**Reading passage**
··········

The combined microprocessor, level shifter and AMVF array on the silicon substrate are shown in more detail in FIG. 4. Preferably the microprocessor includes a CPU, a variety of memory units comprising RAM, ROM and EEPROM, a control for handling resets and interrupt requests, and interface elements including a class II or UART serial interface, A/D ports, I/O ports, and a timer. The memory components are configured according to the specific application. The majority of the product software can be mask programmed into microprocessor ROM, with individual product variations being stored in the EEPROM. The class II serial bus interface is compatible with a vehicle communication bus and it allows the microprocessor to communicate with the external circuitry to determine the proper graphics to display. If desired a high speed serial synchronous data interface can be used with or instead of the slower Class II or UART interface. The serial interface, for example, would be useful to rapidly receive map data for display of a map for navigational purposes.

··········

**Extracted records**

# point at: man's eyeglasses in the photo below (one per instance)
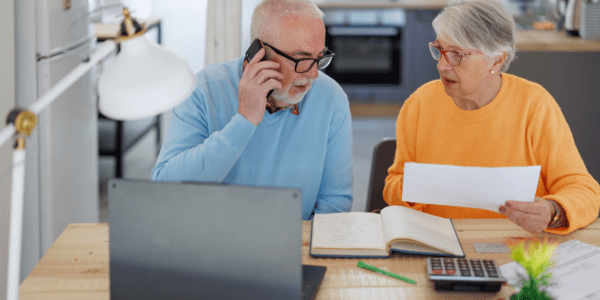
(303, 65)
(452, 57)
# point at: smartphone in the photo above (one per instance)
(252, 50)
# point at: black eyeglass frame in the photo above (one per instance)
(328, 54)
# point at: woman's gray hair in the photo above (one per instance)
(484, 25)
(269, 12)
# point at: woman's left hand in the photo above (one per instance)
(531, 216)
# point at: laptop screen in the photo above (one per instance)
(203, 241)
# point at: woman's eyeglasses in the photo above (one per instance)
(452, 57)
(303, 65)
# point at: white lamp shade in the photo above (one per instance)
(144, 80)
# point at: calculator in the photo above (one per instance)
(467, 275)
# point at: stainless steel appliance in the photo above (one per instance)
(365, 54)
(380, 55)
(573, 17)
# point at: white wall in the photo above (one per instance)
(7, 102)
(184, 28)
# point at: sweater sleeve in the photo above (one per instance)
(192, 152)
(406, 145)
(563, 171)
(335, 192)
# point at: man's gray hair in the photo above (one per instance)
(269, 12)
(484, 25)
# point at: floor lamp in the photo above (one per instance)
(144, 80)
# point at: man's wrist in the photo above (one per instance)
(556, 217)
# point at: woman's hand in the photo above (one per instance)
(532, 216)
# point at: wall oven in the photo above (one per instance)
(380, 55)
(365, 54)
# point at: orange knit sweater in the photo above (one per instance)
(522, 126)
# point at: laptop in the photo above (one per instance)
(174, 240)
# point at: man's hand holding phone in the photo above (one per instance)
(258, 79)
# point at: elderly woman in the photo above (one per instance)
(477, 115)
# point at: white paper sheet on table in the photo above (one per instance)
(475, 187)
(575, 274)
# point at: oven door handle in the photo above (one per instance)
(362, 31)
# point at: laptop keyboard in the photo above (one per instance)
(312, 276)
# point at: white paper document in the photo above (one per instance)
(575, 275)
(475, 187)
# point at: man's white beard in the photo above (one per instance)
(284, 95)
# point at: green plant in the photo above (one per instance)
(535, 258)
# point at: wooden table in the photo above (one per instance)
(77, 265)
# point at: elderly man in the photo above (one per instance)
(300, 136)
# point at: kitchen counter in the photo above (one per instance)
(526, 40)
(404, 4)
(553, 41)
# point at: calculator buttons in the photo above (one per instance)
(465, 274)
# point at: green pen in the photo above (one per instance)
(373, 268)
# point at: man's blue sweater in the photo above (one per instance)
(208, 141)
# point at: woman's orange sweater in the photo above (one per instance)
(522, 126)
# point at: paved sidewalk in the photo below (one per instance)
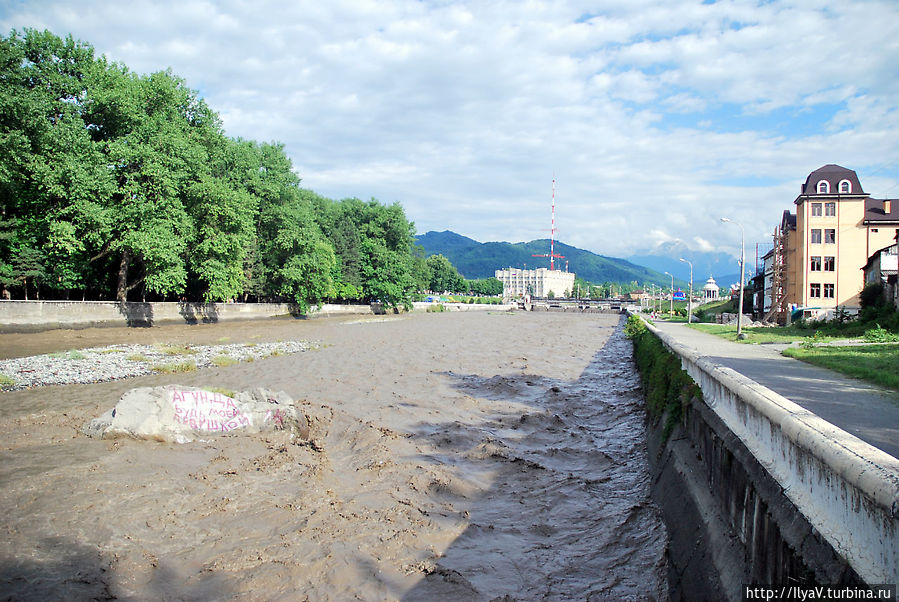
(869, 412)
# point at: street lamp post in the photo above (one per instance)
(742, 275)
(690, 298)
(671, 303)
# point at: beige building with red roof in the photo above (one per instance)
(836, 228)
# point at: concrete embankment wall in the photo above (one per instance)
(766, 492)
(27, 316)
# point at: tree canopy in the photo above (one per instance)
(115, 185)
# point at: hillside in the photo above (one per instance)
(666, 258)
(474, 259)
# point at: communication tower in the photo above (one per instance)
(552, 235)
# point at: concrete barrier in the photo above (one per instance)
(25, 316)
(846, 489)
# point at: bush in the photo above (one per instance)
(879, 334)
(871, 295)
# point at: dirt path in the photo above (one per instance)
(468, 456)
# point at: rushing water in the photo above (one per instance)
(568, 514)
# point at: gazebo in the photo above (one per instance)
(710, 291)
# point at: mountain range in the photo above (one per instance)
(475, 260)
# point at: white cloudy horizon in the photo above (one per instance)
(654, 118)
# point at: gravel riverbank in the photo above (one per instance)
(100, 364)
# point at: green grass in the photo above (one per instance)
(775, 334)
(175, 368)
(878, 364)
(175, 349)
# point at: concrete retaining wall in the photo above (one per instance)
(847, 490)
(24, 316)
(424, 305)
(27, 316)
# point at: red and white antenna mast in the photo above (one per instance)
(552, 234)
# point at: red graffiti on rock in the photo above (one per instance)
(207, 411)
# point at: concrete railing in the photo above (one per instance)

··········

**Aim of the exercise**
List the interface elements that the microprocessor passage says the microprocessor preferably includes.

**Answer section**
a class II or UART serial interface, A/D ports, I/O ports, a timer